Records to process:

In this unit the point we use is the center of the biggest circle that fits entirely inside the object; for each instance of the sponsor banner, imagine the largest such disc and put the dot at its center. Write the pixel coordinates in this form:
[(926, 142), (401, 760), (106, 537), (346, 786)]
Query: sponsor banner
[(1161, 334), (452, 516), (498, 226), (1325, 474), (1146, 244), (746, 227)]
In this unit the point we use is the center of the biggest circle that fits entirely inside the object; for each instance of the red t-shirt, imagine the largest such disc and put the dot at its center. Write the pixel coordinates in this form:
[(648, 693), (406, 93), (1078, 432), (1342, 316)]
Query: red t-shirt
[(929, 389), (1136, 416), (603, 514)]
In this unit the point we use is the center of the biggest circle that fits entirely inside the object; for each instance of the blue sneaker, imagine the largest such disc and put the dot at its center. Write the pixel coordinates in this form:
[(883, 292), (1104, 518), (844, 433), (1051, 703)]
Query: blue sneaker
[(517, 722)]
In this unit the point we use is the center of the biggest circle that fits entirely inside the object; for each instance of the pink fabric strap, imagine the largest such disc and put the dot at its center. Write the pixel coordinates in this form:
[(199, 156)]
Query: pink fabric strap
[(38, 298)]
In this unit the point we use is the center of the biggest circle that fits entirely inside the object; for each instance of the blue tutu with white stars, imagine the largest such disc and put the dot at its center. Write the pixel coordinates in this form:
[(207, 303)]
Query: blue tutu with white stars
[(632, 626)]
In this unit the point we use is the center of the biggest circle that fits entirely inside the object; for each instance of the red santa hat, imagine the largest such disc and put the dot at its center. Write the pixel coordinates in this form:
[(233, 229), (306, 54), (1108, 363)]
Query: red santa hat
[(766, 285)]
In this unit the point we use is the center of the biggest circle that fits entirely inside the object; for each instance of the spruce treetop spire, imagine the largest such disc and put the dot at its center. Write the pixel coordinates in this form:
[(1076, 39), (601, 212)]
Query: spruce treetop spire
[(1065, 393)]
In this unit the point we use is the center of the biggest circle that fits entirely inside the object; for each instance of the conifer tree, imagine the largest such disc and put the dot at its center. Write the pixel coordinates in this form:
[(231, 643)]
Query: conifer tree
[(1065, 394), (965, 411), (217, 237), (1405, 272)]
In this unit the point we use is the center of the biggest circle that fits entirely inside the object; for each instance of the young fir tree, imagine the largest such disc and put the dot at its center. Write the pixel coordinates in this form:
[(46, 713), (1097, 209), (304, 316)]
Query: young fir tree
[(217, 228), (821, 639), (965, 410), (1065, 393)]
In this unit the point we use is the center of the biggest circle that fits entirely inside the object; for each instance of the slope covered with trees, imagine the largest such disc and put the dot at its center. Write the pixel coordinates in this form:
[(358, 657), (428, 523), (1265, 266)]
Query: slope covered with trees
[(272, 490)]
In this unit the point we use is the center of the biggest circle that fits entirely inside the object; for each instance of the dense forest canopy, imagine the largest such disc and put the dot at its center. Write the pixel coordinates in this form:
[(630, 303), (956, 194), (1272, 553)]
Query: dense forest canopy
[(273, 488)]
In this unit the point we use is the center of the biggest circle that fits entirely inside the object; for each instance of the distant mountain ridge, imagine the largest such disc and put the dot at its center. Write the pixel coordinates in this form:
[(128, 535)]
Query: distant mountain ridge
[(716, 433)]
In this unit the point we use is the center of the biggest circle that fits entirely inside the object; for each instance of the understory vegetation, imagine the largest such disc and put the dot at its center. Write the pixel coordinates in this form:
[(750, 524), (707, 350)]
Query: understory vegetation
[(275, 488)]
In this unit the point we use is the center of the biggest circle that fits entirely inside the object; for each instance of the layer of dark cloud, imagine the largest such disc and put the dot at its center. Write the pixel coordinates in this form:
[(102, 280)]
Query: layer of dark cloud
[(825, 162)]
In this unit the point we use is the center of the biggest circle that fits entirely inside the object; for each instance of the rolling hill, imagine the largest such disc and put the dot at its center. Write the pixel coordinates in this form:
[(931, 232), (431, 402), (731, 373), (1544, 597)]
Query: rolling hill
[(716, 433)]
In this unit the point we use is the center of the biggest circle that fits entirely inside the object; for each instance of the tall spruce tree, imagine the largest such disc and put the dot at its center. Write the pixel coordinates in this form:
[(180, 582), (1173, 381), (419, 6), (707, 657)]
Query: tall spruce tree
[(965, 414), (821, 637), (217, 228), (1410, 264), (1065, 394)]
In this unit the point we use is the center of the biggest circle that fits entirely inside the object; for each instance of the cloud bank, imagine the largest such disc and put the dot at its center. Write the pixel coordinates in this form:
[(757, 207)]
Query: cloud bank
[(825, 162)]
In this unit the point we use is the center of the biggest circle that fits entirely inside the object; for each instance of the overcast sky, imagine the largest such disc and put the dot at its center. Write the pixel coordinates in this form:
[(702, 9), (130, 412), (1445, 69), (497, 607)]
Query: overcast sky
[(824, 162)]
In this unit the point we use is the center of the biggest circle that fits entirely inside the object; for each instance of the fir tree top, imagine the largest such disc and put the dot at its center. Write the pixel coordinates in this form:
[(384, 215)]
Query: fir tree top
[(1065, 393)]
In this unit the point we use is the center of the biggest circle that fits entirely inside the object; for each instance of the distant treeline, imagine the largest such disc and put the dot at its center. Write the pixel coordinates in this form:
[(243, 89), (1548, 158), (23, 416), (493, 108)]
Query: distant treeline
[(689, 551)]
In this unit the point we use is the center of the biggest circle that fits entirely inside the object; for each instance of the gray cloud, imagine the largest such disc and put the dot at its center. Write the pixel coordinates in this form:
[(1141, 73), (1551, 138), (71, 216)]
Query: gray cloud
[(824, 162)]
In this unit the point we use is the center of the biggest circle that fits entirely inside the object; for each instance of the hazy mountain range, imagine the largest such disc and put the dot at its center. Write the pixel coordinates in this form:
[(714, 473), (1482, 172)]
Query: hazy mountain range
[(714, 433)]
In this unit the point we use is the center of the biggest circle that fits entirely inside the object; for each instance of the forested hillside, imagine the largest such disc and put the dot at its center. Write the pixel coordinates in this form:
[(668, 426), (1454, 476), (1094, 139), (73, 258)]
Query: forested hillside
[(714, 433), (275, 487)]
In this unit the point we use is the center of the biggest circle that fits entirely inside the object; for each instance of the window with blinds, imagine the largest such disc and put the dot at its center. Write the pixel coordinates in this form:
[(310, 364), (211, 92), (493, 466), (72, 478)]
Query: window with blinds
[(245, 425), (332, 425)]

Challenge: Arrange all of the material above as a numbered list with one line per item, leaving out any blank lines.

Response to the task:
1. In this unit the point we use is the center of the biggest circle that fits entirely inside the object; for each instance of the sponsor banner, imagine the largest such disc and put the dot at its center. Write the pixel coordinates in this form:
2. [(926, 142), (401, 760), (106, 537), (346, 786)]
3. Query: sponsor banner
4. [(1161, 334), (452, 516), (498, 226), (1325, 474), (1146, 244), (746, 227)]
5. In this unit the point we use is the center of the biggest circle that fits entirely inside the object; for each instance of the red t-shirt, imagine the largest such disc and put the dot at its center. Write the pixel coordinates in this form:
6. [(648, 693), (406, 93), (1078, 432), (1342, 316)]
7. Query: red t-shirt
8. [(929, 389), (1136, 416), (603, 514)]
9. In this unit the point we use is the center of the biggest circle that fits entirely inside the object; for each instance of the blue sneaker, imagine the largest such disc and put the dot at its center. Write the pixel coordinates in this form:
10. [(883, 292), (1104, 518), (844, 433), (1051, 703)]
11. Query: blue sneaker
12. [(517, 722)]
13. In this unit the point we use is the center of the biggest circle that fits entirely inside the object; for each instance of the pink fabric strap, imagine the largest such disc and put the dot at its center. Write the pixel coordinates in this form:
14. [(199, 156)]
15. Query: pink fabric strap
16. [(38, 298)]
17. In this unit the point we use is the center of the biggest circle that fits entirely inside the object; for each instance of the blue tutu with white stars, imagine the largest such disc and put the dot at its center. Write the pixel coordinates in this form:
18. [(207, 303)]
19. Query: blue tutu with white stars
20. [(632, 626)]
21. In this unit the point we use is the center of the biggest circle that fits entirely inside the object; for each instance of the red santa hat, imagine the largest such disc and put the dot at its center. Write the pixel coordinates in this form:
22. [(233, 229), (306, 54), (1108, 363)]
23. Query: red santa hat
24. [(766, 285)]
25. In this unit the point we use is the center of the biggest circle that fits entirely inside the object; for each instance of the spruce treetop spire, imagine the largest such disc and put the dot at its center. Write the pixel coordinates in this form:
26. [(1076, 39), (601, 212)]
27. Query: spruce treetop spire
28. [(1065, 393)]
29. In this unit the point we use is the center of the biggest circle that fits entirely inside the object; for each instance of the conifer tree, imagine the largest such disc and put the dot at its center. Write the pixel coordinates in this form:
30. [(231, 643)]
31. Query: conifer tree
32. [(1065, 394), (965, 411), (217, 237), (1405, 272)]
33. In this unit the point we use is the center of the biggest circle that fits entirely inside the object; for each instance of the young fir tree, imagine the largest such disc and put the dot at its center. Write the pixel coordinates in this form:
34. [(46, 713), (1097, 209), (304, 316)]
35. Query: young fir tree
36. [(217, 228), (821, 639), (965, 410), (1065, 393)]
37. In this unit the point we use is the center of the biggest circle that fits entirely inside the object; for each instance of the slope covered with trees, imagine the largest such disc and put the dot at its center. Write the pixel coordinates in this form:
38. [(358, 657), (428, 523), (1265, 266)]
39. Query: slope covered with trees
40. [(272, 490)]
41. In this unit the point we use is the center of the biggest circle that fits entirely inside the object; for each instance of the dense forest canopy, imagine the largest such disc and put the dot at its center. Write the pixel coordinates in this form:
42. [(630, 303), (956, 194), (1272, 553)]
43. Query: dense forest canopy
44. [(273, 488)]
45. In this unit the point we use is the center of the biggest circle that fits entirely inside the object; for each instance of the distant mountain ridge, imagine the largest such disc and put the dot at its center. Write the pixel coordinates in this form:
46. [(128, 535)]
47. Query: distant mountain ridge
48. [(716, 433)]
49. In this unit the point we use is the center of the biggest circle that fits entirely inside the object; for each instance of the understory vegetation, imagine the largest such disc and put the dot at its center. Write the pixel coordinates in this form:
50. [(750, 524), (707, 350)]
51. Query: understory vegetation
52. [(275, 488)]
53. In this unit the point we use is the center of the biggest circle that fits entirely inside the object; for each instance of the layer of dark cloud, imagine the largest such disc and put the dot at its center. Write the pixel coordinates in this form:
54. [(102, 280)]
55. Query: layer of dark cloud
56. [(825, 162)]
57. In this unit the point we use is the center of the biggest circle that fits entirely inside the object; for each instance of the rolling hill, imagine the largest such disc and put the dot at its center. Write the pixel coordinates in this form:
58. [(931, 232), (431, 402), (731, 373), (1544, 597)]
59. Query: rolling hill
60. [(716, 433)]
61. In this unit the point we use is the center of the biggest circle that fits entirely inside the object; for each instance of the tall spruce tree, imagine the largest such disc and put the dot at its center. Write the pixel coordinates in this form:
62. [(180, 582), (1173, 381), (419, 6), (707, 657)]
63. Query: tall spruce tree
64. [(965, 414), (821, 637), (217, 228), (1410, 264), (1065, 394)]
65. In this unit the point we use is the center of the biggest circle that fits entirely inside the object; for each instance of the cloud bank, imagine the largest such disc and put the dot at its center. Write the pixel coordinates in this form:
66. [(757, 207)]
67. Query: cloud bank
68. [(825, 162)]
69. In this unit the point we use is the center of the biggest circle that fits entirely inside the object; for each instance of the overcast sky, imagine the largest such disc and put the dot at its center. Write the pixel coordinates in this form:
70. [(702, 9), (130, 412), (1445, 69), (497, 607)]
71. Query: overcast sky
72. [(824, 162)]
73. In this unit the point we use is the center of the biggest circle that fits entirely inside the object; for each instance of the fir tree top, imagine the largest such disc and put the dot at its center. Write the pixel coordinates in this form:
74. [(384, 215)]
75. Query: fir tree top
76. [(1065, 393)]
77. In this unit the point we use is the center of the biggest circle that fits entirely inside the object; for each instance of the distant treeline, imagine the largest such disc and put the dot at its center. Write the pixel coordinates in this form:
78. [(243, 89), (1548, 158), (23, 416), (493, 108)]
79. Query: distant treeline
80. [(689, 551)]
81. In this unit the point we use is the center of the biggest circle that fits entirely inside the object; for each instance of the gray cloud, imagine the largest such disc and put the dot at its center. Write the pixel coordinates in this form:
82. [(1141, 73), (1551, 138), (71, 216)]
83. Query: gray cloud
84. [(824, 162)]
85. In this unit the point we use is the center of the biggest circle that fits entirely inside the object; for each instance of the hazy mountain range, imagine the largest such disc and put the dot at its center. Write the pixel coordinates in this form:
86. [(714, 473), (1482, 172)]
87. Query: hazy mountain range
88. [(714, 433)]
89. In this unit the point we use is the center of the biggest circle that fits entirely inside the object; for each instance of the forested hillside, imagine the largest such disc and put the dot at its center. Write the pixel coordinates in this form:
90. [(668, 426), (1454, 476), (1094, 139), (73, 258)]
91. Query: forested hillside
92. [(714, 433), (275, 487)]
93. In this unit the point we use is the center of the biggest circle that fits entirely inside the object; for each instance of the window with blinds, imagine the largest such disc and put the dot at its center. Write the pixel coordinates in this form:
94. [(310, 364), (211, 92), (493, 466), (72, 478)]
95. Query: window with blinds
96. [(245, 425), (332, 425)]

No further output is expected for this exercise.